━━━━━ Data extract ━━━━━

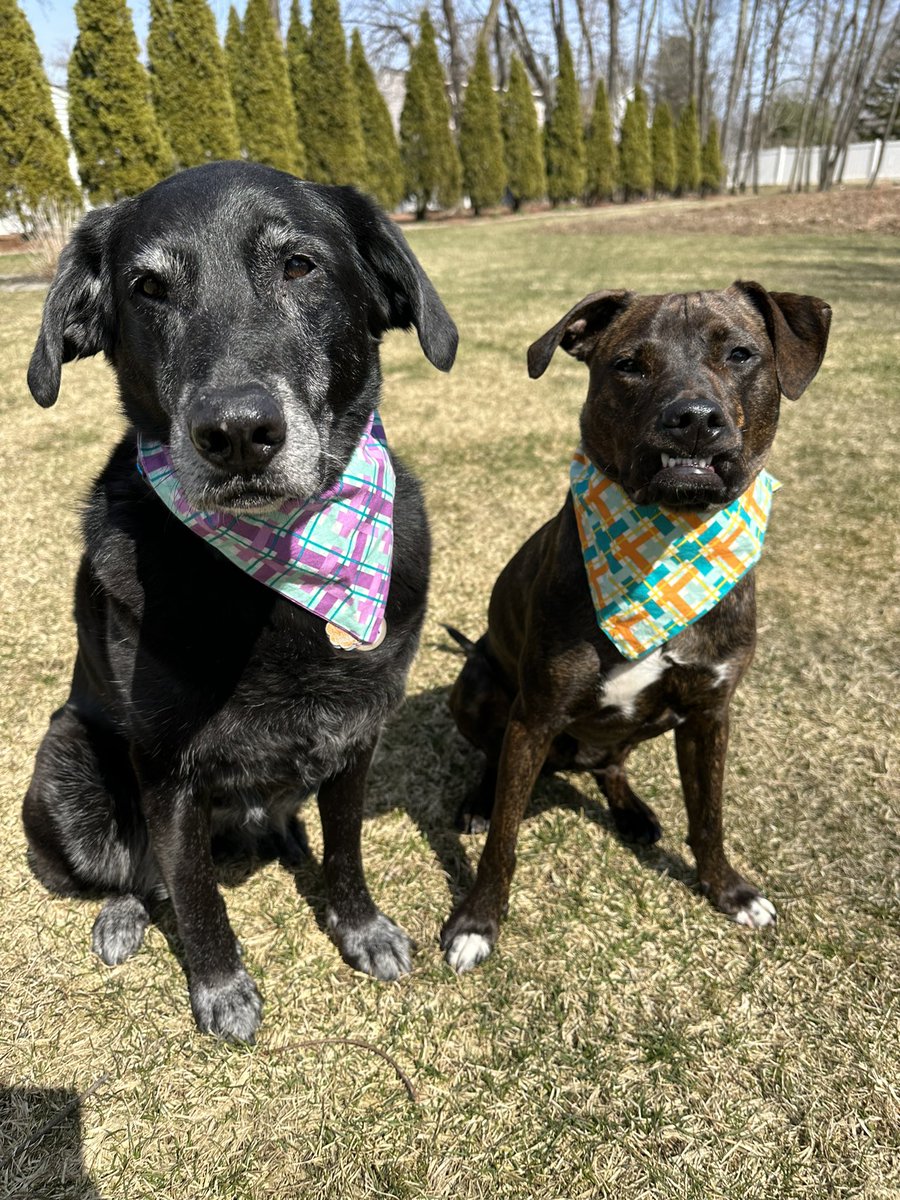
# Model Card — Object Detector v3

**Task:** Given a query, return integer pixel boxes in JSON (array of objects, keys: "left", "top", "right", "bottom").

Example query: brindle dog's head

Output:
[
  {"left": 528, "top": 282, "right": 832, "bottom": 510},
  {"left": 28, "top": 162, "right": 456, "bottom": 511}
]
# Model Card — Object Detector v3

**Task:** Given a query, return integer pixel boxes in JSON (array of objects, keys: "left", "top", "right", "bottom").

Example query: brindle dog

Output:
[{"left": 442, "top": 282, "right": 830, "bottom": 971}]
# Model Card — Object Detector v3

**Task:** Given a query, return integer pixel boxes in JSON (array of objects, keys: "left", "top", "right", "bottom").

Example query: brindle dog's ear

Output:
[
  {"left": 732, "top": 280, "right": 832, "bottom": 400},
  {"left": 528, "top": 292, "right": 634, "bottom": 379},
  {"left": 336, "top": 187, "right": 460, "bottom": 371},
  {"left": 28, "top": 200, "right": 131, "bottom": 408}
]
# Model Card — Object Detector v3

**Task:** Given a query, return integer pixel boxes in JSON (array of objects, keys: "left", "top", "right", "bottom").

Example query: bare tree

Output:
[
  {"left": 721, "top": 0, "right": 760, "bottom": 154},
  {"left": 818, "top": 0, "right": 900, "bottom": 191}
]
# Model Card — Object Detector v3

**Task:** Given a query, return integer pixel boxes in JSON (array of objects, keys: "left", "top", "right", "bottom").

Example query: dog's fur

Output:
[
  {"left": 24, "top": 163, "right": 457, "bottom": 1040},
  {"left": 442, "top": 283, "right": 830, "bottom": 971}
]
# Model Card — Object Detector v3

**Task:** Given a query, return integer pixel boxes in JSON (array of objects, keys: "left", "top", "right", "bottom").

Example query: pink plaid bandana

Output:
[{"left": 138, "top": 413, "right": 395, "bottom": 649}]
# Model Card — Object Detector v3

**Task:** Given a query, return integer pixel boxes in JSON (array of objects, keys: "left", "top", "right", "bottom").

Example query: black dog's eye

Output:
[
  {"left": 134, "top": 275, "right": 168, "bottom": 300},
  {"left": 284, "top": 254, "right": 316, "bottom": 280},
  {"left": 612, "top": 354, "right": 643, "bottom": 374}
]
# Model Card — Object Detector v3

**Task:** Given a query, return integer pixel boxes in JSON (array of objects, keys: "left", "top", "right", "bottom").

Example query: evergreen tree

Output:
[
  {"left": 400, "top": 10, "right": 462, "bottom": 220},
  {"left": 584, "top": 79, "right": 619, "bottom": 204},
  {"left": 676, "top": 100, "right": 700, "bottom": 196},
  {"left": 544, "top": 40, "right": 587, "bottom": 206},
  {"left": 304, "top": 0, "right": 365, "bottom": 184},
  {"left": 350, "top": 29, "right": 403, "bottom": 210},
  {"left": 0, "top": 0, "right": 82, "bottom": 222},
  {"left": 68, "top": 0, "right": 173, "bottom": 204},
  {"left": 650, "top": 100, "right": 678, "bottom": 196},
  {"left": 619, "top": 86, "right": 653, "bottom": 200},
  {"left": 232, "top": 0, "right": 304, "bottom": 174},
  {"left": 460, "top": 37, "right": 506, "bottom": 216},
  {"left": 290, "top": 0, "right": 314, "bottom": 170},
  {"left": 700, "top": 118, "right": 725, "bottom": 196},
  {"left": 146, "top": 0, "right": 240, "bottom": 167},
  {"left": 500, "top": 54, "right": 547, "bottom": 212}
]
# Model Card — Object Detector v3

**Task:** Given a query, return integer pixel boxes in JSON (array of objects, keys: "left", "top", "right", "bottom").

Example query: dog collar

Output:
[
  {"left": 570, "top": 450, "right": 781, "bottom": 659},
  {"left": 138, "top": 413, "right": 395, "bottom": 649}
]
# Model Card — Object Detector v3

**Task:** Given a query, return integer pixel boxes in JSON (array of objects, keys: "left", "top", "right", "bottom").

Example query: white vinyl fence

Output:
[{"left": 728, "top": 138, "right": 900, "bottom": 188}]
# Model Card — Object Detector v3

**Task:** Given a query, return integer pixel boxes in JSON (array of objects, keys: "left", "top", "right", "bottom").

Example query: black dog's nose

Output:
[
  {"left": 658, "top": 396, "right": 727, "bottom": 450},
  {"left": 188, "top": 388, "right": 287, "bottom": 472}
]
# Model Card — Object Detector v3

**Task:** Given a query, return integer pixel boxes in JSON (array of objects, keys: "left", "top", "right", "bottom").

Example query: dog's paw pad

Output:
[
  {"left": 732, "top": 896, "right": 778, "bottom": 929},
  {"left": 444, "top": 934, "right": 492, "bottom": 974},
  {"left": 91, "top": 896, "right": 150, "bottom": 967},
  {"left": 328, "top": 912, "right": 414, "bottom": 982},
  {"left": 191, "top": 968, "right": 263, "bottom": 1042}
]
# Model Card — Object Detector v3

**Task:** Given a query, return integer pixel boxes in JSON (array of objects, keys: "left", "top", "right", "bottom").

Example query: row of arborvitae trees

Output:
[{"left": 0, "top": 0, "right": 722, "bottom": 217}]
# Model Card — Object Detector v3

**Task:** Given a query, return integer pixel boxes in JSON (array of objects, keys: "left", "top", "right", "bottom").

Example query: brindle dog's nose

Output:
[
  {"left": 658, "top": 396, "right": 727, "bottom": 451},
  {"left": 190, "top": 388, "right": 287, "bottom": 472}
]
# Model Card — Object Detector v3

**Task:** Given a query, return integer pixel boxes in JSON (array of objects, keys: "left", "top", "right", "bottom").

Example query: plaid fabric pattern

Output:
[
  {"left": 570, "top": 450, "right": 781, "bottom": 659},
  {"left": 138, "top": 413, "right": 395, "bottom": 644}
]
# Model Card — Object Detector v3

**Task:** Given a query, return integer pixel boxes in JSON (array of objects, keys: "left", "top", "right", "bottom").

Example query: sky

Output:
[{"left": 19, "top": 0, "right": 236, "bottom": 86}]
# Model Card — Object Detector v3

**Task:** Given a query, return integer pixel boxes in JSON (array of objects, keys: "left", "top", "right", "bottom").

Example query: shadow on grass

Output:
[
  {"left": 0, "top": 1087, "right": 108, "bottom": 1200},
  {"left": 282, "top": 686, "right": 696, "bottom": 930}
]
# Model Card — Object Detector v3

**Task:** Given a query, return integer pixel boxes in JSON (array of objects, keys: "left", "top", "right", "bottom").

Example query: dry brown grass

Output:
[{"left": 0, "top": 196, "right": 900, "bottom": 1200}]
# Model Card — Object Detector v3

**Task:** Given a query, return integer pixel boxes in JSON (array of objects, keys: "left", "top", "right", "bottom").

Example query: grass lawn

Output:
[{"left": 0, "top": 202, "right": 900, "bottom": 1200}]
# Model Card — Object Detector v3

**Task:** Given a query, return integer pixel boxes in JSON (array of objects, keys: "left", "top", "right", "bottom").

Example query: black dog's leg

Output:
[
  {"left": 676, "top": 712, "right": 775, "bottom": 929},
  {"left": 136, "top": 760, "right": 263, "bottom": 1042},
  {"left": 318, "top": 744, "right": 413, "bottom": 979},
  {"left": 91, "top": 895, "right": 150, "bottom": 967}
]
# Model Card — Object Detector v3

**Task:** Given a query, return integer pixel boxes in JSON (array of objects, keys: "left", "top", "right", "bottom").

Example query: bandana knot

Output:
[{"left": 138, "top": 413, "right": 395, "bottom": 648}]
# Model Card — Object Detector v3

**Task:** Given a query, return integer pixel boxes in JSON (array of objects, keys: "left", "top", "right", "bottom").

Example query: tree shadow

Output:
[
  {"left": 282, "top": 686, "right": 696, "bottom": 930},
  {"left": 0, "top": 1087, "right": 108, "bottom": 1200}
]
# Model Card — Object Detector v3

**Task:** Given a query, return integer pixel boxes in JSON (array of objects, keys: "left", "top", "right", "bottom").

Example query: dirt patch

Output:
[{"left": 554, "top": 186, "right": 900, "bottom": 236}]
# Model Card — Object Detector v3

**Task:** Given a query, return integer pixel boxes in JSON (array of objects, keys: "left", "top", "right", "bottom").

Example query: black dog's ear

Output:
[
  {"left": 732, "top": 280, "right": 832, "bottom": 400},
  {"left": 28, "top": 200, "right": 128, "bottom": 408},
  {"left": 528, "top": 292, "right": 634, "bottom": 379},
  {"left": 337, "top": 187, "right": 460, "bottom": 371}
]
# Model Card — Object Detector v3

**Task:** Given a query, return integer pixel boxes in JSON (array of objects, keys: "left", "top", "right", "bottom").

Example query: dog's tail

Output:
[{"left": 444, "top": 625, "right": 475, "bottom": 658}]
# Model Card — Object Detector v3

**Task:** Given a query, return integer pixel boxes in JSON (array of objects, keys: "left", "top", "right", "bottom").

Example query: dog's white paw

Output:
[
  {"left": 91, "top": 895, "right": 150, "bottom": 967},
  {"left": 444, "top": 934, "right": 492, "bottom": 974},
  {"left": 328, "top": 910, "right": 414, "bottom": 980},
  {"left": 732, "top": 896, "right": 778, "bottom": 929},
  {"left": 191, "top": 967, "right": 263, "bottom": 1042}
]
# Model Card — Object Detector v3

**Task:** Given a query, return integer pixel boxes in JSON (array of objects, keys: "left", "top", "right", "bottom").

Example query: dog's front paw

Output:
[
  {"left": 710, "top": 877, "right": 778, "bottom": 929},
  {"left": 191, "top": 967, "right": 263, "bottom": 1043},
  {"left": 328, "top": 910, "right": 415, "bottom": 980},
  {"left": 91, "top": 895, "right": 150, "bottom": 967},
  {"left": 440, "top": 908, "right": 499, "bottom": 974},
  {"left": 731, "top": 895, "right": 778, "bottom": 929}
]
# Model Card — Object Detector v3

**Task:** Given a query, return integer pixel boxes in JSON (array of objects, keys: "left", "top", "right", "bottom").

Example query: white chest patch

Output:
[{"left": 599, "top": 648, "right": 668, "bottom": 716}]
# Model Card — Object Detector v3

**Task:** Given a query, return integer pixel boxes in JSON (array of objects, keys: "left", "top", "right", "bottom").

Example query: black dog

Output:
[
  {"left": 24, "top": 163, "right": 457, "bottom": 1040},
  {"left": 442, "top": 282, "right": 832, "bottom": 971}
]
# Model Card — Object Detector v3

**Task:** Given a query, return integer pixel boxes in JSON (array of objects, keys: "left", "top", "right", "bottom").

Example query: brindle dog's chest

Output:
[{"left": 554, "top": 643, "right": 736, "bottom": 769}]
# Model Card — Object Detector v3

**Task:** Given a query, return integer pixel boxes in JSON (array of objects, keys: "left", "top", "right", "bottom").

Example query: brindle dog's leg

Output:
[
  {"left": 440, "top": 695, "right": 556, "bottom": 971},
  {"left": 318, "top": 742, "right": 413, "bottom": 979},
  {"left": 676, "top": 709, "right": 775, "bottom": 929},
  {"left": 134, "top": 755, "right": 263, "bottom": 1042},
  {"left": 593, "top": 750, "right": 662, "bottom": 846}
]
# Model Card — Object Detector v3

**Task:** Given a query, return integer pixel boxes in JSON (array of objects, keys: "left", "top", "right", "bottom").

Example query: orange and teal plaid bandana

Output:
[{"left": 570, "top": 450, "right": 781, "bottom": 659}]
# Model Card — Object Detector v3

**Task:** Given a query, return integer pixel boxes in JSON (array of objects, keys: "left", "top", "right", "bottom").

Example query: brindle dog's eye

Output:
[
  {"left": 134, "top": 275, "right": 168, "bottom": 300},
  {"left": 284, "top": 254, "right": 316, "bottom": 280},
  {"left": 612, "top": 354, "right": 642, "bottom": 374}
]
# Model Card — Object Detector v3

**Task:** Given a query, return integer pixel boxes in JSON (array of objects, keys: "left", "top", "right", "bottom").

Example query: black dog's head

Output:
[
  {"left": 28, "top": 162, "right": 457, "bottom": 510},
  {"left": 528, "top": 282, "right": 832, "bottom": 510}
]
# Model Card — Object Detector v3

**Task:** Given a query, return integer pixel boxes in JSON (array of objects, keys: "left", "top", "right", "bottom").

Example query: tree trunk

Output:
[
  {"left": 606, "top": 0, "right": 620, "bottom": 114},
  {"left": 505, "top": 0, "right": 552, "bottom": 104},
  {"left": 440, "top": 0, "right": 466, "bottom": 123}
]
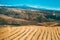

━━━━━

Given task: Can you pick out every line in the listing above that contains the word "shadow" and copy each one? Case counts.

Final answer:
Example query: shadow on grass
Example query: tree shadow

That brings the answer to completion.